#### Work instructions
Please transcribe the entries below without omitting a single character.

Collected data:
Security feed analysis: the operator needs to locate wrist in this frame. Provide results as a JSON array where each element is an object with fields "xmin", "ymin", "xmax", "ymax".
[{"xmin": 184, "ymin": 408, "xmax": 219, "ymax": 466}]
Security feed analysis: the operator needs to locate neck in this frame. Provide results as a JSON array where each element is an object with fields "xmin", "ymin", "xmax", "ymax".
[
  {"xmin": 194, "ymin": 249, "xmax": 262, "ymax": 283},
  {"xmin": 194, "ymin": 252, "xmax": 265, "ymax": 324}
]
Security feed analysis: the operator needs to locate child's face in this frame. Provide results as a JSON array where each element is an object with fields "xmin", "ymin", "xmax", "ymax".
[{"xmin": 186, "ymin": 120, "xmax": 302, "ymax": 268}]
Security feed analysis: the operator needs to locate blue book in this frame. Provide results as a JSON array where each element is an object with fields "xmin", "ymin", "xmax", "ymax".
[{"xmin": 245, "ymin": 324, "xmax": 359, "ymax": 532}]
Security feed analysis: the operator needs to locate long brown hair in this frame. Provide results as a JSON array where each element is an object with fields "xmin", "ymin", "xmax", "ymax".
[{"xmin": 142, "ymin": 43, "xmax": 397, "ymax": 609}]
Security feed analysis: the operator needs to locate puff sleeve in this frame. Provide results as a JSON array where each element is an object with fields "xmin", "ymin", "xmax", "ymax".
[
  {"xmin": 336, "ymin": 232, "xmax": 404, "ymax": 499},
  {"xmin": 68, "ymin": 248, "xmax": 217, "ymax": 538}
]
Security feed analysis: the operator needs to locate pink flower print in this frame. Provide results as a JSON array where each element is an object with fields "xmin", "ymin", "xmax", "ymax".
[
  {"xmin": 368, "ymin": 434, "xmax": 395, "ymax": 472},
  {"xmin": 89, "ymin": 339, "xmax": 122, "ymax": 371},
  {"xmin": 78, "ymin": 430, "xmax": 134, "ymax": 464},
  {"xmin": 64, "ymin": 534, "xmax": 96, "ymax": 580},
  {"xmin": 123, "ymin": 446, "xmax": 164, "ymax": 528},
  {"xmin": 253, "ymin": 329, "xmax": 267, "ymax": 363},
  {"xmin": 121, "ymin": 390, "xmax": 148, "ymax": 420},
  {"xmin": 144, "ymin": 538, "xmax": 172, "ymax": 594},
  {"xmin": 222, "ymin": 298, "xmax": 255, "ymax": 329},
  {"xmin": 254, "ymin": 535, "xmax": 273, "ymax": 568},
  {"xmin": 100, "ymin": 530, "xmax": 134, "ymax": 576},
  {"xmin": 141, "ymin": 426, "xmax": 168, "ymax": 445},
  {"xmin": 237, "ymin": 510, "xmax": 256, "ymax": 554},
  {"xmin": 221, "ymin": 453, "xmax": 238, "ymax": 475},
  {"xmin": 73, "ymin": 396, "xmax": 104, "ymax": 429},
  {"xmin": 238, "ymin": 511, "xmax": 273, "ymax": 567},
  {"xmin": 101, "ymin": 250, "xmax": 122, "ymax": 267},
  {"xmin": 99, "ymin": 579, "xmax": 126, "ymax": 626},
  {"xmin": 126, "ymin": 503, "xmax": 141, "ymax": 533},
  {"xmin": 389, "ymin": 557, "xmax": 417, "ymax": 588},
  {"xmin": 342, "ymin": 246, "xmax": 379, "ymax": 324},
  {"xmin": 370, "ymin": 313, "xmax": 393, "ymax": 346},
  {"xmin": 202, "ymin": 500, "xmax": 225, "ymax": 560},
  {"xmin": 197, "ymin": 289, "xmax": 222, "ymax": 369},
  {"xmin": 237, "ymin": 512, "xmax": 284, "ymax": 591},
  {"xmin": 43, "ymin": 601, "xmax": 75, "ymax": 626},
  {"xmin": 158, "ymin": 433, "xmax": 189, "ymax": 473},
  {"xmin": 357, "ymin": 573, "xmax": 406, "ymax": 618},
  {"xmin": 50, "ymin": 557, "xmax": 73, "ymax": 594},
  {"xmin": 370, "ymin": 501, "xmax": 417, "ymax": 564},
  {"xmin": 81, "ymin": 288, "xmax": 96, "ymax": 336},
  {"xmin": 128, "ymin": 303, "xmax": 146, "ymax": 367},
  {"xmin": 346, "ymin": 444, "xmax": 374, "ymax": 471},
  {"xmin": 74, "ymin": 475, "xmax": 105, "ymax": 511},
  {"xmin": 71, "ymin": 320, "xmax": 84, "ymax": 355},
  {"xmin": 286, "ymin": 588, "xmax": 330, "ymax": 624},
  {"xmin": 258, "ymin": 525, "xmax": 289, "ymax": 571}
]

#### Answer for the task
Security feed analysis: the operator needs to locate wrist in this frame. Provide results as a JSON array where each element is an object with fields "xmin", "ymin", "xmax", "ymax".
[{"xmin": 184, "ymin": 408, "xmax": 219, "ymax": 466}]
Security feed analysis: the operator needs to locate neck in this frame. Provide results as a JSON array where each element is an object with fields "xmin", "ymin", "xmax", "ymax".
[
  {"xmin": 194, "ymin": 249, "xmax": 262, "ymax": 283},
  {"xmin": 194, "ymin": 252, "xmax": 265, "ymax": 324}
]
Security feed analysis: the operator needs to locate child's face in this frame. Provide results as a JSON array where each element is an object with fields "xmin", "ymin", "xmax", "ymax".
[{"xmin": 186, "ymin": 120, "xmax": 302, "ymax": 268}]
Security feed analysis: the operator needs to locate blue book in this frame. Provide results as a JSON array where each element is an object with fields "xmin", "ymin", "xmax", "ymax".
[{"xmin": 245, "ymin": 324, "xmax": 359, "ymax": 532}]
Security feed analysis: the operator needs to locate long brown hair in this frame. Provide results as a JSON array where each element is an object with fields "xmin", "ymin", "xmax", "ymax".
[{"xmin": 142, "ymin": 43, "xmax": 397, "ymax": 609}]
Security feed analysis: the operator needs to locate puff sleeve in this frame. Provide results as a JSON array where each element is an object with fields "xmin", "ymin", "xmax", "ymax".
[
  {"xmin": 336, "ymin": 232, "xmax": 404, "ymax": 499},
  {"xmin": 68, "ymin": 248, "xmax": 217, "ymax": 538}
]
Security feed analysis: the operator needs to locate pink flower print in this frame. Provide results as a JSON array where each element is an object with fields "xmin", "ymin", "xmax", "ymax".
[
  {"xmin": 368, "ymin": 434, "xmax": 395, "ymax": 472},
  {"xmin": 89, "ymin": 339, "xmax": 122, "ymax": 371},
  {"xmin": 78, "ymin": 430, "xmax": 134, "ymax": 464},
  {"xmin": 64, "ymin": 534, "xmax": 96, "ymax": 580},
  {"xmin": 123, "ymin": 446, "xmax": 164, "ymax": 528},
  {"xmin": 253, "ymin": 329, "xmax": 267, "ymax": 363},
  {"xmin": 121, "ymin": 390, "xmax": 148, "ymax": 420},
  {"xmin": 144, "ymin": 538, "xmax": 172, "ymax": 594},
  {"xmin": 222, "ymin": 298, "xmax": 255, "ymax": 329},
  {"xmin": 254, "ymin": 535, "xmax": 273, "ymax": 568},
  {"xmin": 100, "ymin": 530, "xmax": 134, "ymax": 576},
  {"xmin": 141, "ymin": 426, "xmax": 168, "ymax": 445},
  {"xmin": 237, "ymin": 510, "xmax": 256, "ymax": 554},
  {"xmin": 221, "ymin": 453, "xmax": 238, "ymax": 475},
  {"xmin": 73, "ymin": 396, "xmax": 104, "ymax": 429},
  {"xmin": 238, "ymin": 511, "xmax": 273, "ymax": 567},
  {"xmin": 101, "ymin": 250, "xmax": 122, "ymax": 267},
  {"xmin": 99, "ymin": 579, "xmax": 126, "ymax": 626},
  {"xmin": 126, "ymin": 503, "xmax": 141, "ymax": 533},
  {"xmin": 389, "ymin": 557, "xmax": 417, "ymax": 588},
  {"xmin": 342, "ymin": 246, "xmax": 379, "ymax": 324},
  {"xmin": 370, "ymin": 313, "xmax": 393, "ymax": 346},
  {"xmin": 202, "ymin": 500, "xmax": 225, "ymax": 560},
  {"xmin": 197, "ymin": 289, "xmax": 222, "ymax": 369},
  {"xmin": 237, "ymin": 512, "xmax": 284, "ymax": 591},
  {"xmin": 43, "ymin": 601, "xmax": 75, "ymax": 626},
  {"xmin": 158, "ymin": 433, "xmax": 189, "ymax": 473},
  {"xmin": 357, "ymin": 573, "xmax": 406, "ymax": 618},
  {"xmin": 50, "ymin": 557, "xmax": 73, "ymax": 594},
  {"xmin": 370, "ymin": 501, "xmax": 417, "ymax": 564},
  {"xmin": 81, "ymin": 288, "xmax": 96, "ymax": 336},
  {"xmin": 128, "ymin": 303, "xmax": 146, "ymax": 367},
  {"xmin": 346, "ymin": 444, "xmax": 374, "ymax": 471},
  {"xmin": 74, "ymin": 475, "xmax": 105, "ymax": 511},
  {"xmin": 71, "ymin": 320, "xmax": 84, "ymax": 355},
  {"xmin": 286, "ymin": 588, "xmax": 330, "ymax": 624},
  {"xmin": 258, "ymin": 525, "xmax": 289, "ymax": 571}
]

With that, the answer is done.